## begin Excerpted records

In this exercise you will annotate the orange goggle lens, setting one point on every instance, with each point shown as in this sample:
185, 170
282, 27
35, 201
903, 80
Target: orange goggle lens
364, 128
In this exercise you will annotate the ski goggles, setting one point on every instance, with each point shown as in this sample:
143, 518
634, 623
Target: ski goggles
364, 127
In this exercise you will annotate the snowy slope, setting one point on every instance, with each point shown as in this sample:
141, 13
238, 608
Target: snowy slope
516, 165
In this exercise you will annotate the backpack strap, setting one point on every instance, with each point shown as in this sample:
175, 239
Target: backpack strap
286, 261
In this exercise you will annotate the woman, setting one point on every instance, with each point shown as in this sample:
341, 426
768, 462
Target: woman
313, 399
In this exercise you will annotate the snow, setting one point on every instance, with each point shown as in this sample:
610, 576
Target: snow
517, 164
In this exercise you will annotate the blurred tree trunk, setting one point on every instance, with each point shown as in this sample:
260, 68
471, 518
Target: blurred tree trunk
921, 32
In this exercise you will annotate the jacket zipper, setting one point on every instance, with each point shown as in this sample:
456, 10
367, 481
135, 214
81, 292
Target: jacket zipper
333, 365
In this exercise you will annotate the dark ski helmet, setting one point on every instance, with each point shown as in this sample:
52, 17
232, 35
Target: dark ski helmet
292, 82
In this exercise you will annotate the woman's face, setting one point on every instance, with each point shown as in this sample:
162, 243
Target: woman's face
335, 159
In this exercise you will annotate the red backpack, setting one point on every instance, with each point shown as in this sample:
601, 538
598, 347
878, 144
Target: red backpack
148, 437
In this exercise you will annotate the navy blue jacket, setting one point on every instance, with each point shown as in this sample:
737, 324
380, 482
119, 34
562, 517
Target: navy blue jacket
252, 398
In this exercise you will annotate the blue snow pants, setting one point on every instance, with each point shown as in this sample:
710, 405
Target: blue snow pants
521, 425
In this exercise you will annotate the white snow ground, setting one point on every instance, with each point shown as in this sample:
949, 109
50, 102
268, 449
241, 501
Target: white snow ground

## end Excerpted records

Problem description ▸
Reproduce, exactly and with nothing added, the lines from the one that includes "In this exercise you will annotate the navy" through the last line of the material.

Result of the task ▸
In this exercise you will annotate the navy blue jacket, setting one point on every instance, with each point shown as in this sample:
737, 324
380, 482
119, 34
562, 517
Target: navy blue jacket
252, 398
In this exercise you will annotate the blue snow pants, setting one point on every instance, with each point shown as in this sample:
710, 405
Target: blue snow pants
521, 425
In this exercise you will annotate the white snow ground, setting one point on every instance, with each point shown as in this sample:
949, 109
50, 102
268, 449
241, 501
Target: white snow ground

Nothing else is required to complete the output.